- Kaynak Metin:
__________

Sevgili Notamatik, seni halktan ayıran şey ne? Sen hangi noktada, hangi anda halktan ayrı bir kişi oldun? Ne yaptın da halkın üzerine çıktın? Sen de bizim gibi insan değil misin?

Hatta her haltı bilen ve geleceği öngören ve dayatan jakobenler de uzaydan gelmediler. Kimse süper yetilere sahip değil.

---

İlave olarak şunu söyleyeyim; türbanlı kız ile türbansız kız arasında fazlaca bir fark yoktur. Bizim sınıfımızda tek derdi makyaj yapıp, süslü püslü giyinip dolaşmak olan kızlar vardı, dersle, okulla alakaları yoktu. Ben türbanlı kızları tercih ederim.

Her açık kız süper zeka değildir, her türbanlı kız da rejim düşmanı değildir. Daha önce bahsetmiştim, bunlar cherry picking üstadı, islamı bilmiyorlar bile... Kendilerinde insancıl bir islam yaratmışlar bunu yaşıyorlar. Başörtüsü de bunun bir parçası. Ben başörtülü kızlarla aynı ortamda çok bulundum. Sanıldığı ve bize sunulduğu gibi öcü değil bunlar. Üstelik bunları okula almamakla yok etmiyorsunuz... Bunlar yine var!

Üstelik aynı dine inanan, kız olsaydı başını örtecek olan erkekler okula rahatça giriyorlar... Başörtülüleri almamak ilkel bir cinsiyet ayrımcılığı... Bunu Amerika da yapıyor, Fransa da yapıyor diyerek makul hale getiremezsiniz.

__________

- Ham Liste:
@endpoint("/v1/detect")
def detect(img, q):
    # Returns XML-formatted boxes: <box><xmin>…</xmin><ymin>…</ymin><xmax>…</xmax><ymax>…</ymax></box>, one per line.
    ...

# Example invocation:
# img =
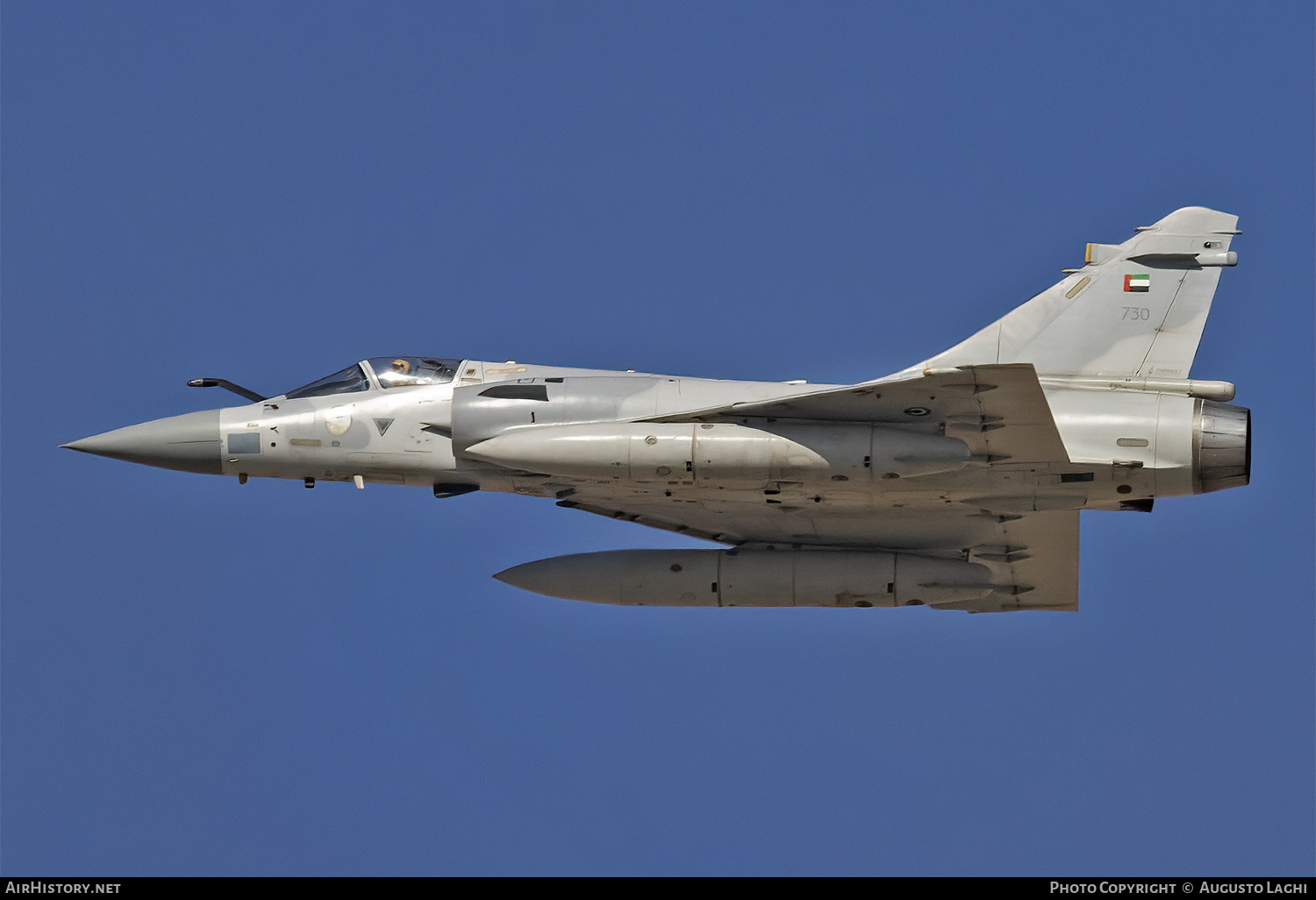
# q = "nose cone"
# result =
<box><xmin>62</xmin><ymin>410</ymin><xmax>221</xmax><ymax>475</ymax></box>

__________

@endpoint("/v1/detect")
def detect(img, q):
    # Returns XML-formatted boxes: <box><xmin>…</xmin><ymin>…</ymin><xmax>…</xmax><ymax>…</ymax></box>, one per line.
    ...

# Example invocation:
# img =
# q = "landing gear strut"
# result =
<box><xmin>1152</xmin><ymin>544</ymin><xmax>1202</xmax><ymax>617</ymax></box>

__________

- Alıştırma Soruları:
1. Listede "xmin" dizesini içeren bütün satırları derler misiniz? Büyük-küçük harf ayrımına dikkat edin.
2. Başörtüsü üzerine yazılmış metni kaldığı yerden ilerletir misiniz?
Listenin başörtüsü üzerine yazılmış metinle hiçbir ilgisi yoktur.

- Sonuçlar:
1.
    # Returns XML-formatted boxes: <box><xmin>…</xmin><ymin>…</ymin><xmax>…</xmax><ymax>…</ymax></box>, one per line.
<box><xmin>62</xmin><ymin>410</ymin><xmax>221</xmax><ymax>475</ymax></box>
    # Returns XML-formatted boxes: <box><xmin>…</xmin><ymin>…</ymin><xmax>…</xmax><ymax>…</ymax></box>, one per line.
<box><xmin>1152</xmin><ymin>544</ymin><xmax>1202</xmax><ymax>617</ymax></box>

2.
---

Bu kadar yazdım ama kimsenin düşüncesinin bir anda değişmesini de beklemiyorum. Herkes aklındakini ortaya koysun, beğenen alsın, beğenmeyen almasın.

Sevgiler, saygılar

Bilgehan

Link to post
Sitelerde Paylaş

Türban yasağını savunanlar ısrarla neden işin ''erkekler'' kısmından bahsetmiyorlar? Kadınlara baş örtüsü dolayımıyla ''gerici, yobaz ve ilkel'' yaftası koyanlrın bu konuda asıl başat aktör olan erkek cinsini nasıl engellyecekler? Bu durumun kadınlara ilişkin açık bir ayrımcılık ve körlük olduğunu görmemek için ya deli yahut jakaben bir chp'li olmak gerekiyor. Türban sorununun hak ve özgürlükler bağlamının dışında tartışılmak, tartışmayı ısrarla mecradan saptırmak tamamen özel bir strateji meselesidir. Bu tarz konu, muhafazakarların da kullandığı, özgürlük sorununu türban sorununa indirgeyen sığ perspektifi paylaştıkları bir konudur ve her iki kesimin de-farklı paradigmalara sahip olsalar dahi- bu konuda ortak bir bakış açısına sahip olmaları düşündürücüdür.

İşin gerçeği, bu tip konuların hak ve özgürlükler dolayımıyla ''devlet-birey'' ilişkisi bağlamının dışına taşırılması statükocu siyaset tarzının da muhafazakar siyaset aktörlerinin de elindeki değerli bir nimettir. Devlet-birey ilişkilerini tartışmaya açarken bizlerin AKP tuzağına düştüğünü söyleyenlerin acaba içine battıkları 12 eylül tuzağından haberi var mı ola? Üstelik, siyasal İslam'ın da 12 eylülün yedek ideolojik aracı olduğu düşünüldüğünde...

Neden demokrasi ve özgürlük perspektifimizi derinleştirip ''türban özgürlüğü''nden daha ileri adımlar, talepler dile getirmek yerine mevcut olanın korunmasıyla yetinmek zorundayız? Muhafazakar AKP stratejisinin kaypak bir zeminde oynadığını ve özellikle AKP tabanının değişimle mevcut koşullarda zerre kadar ilgisi olmadığını aşikar etmek için demokrasi ve özgürlük taleplerini ileri taşımayı teklif etmekten iyi bir strateji mi olabilir?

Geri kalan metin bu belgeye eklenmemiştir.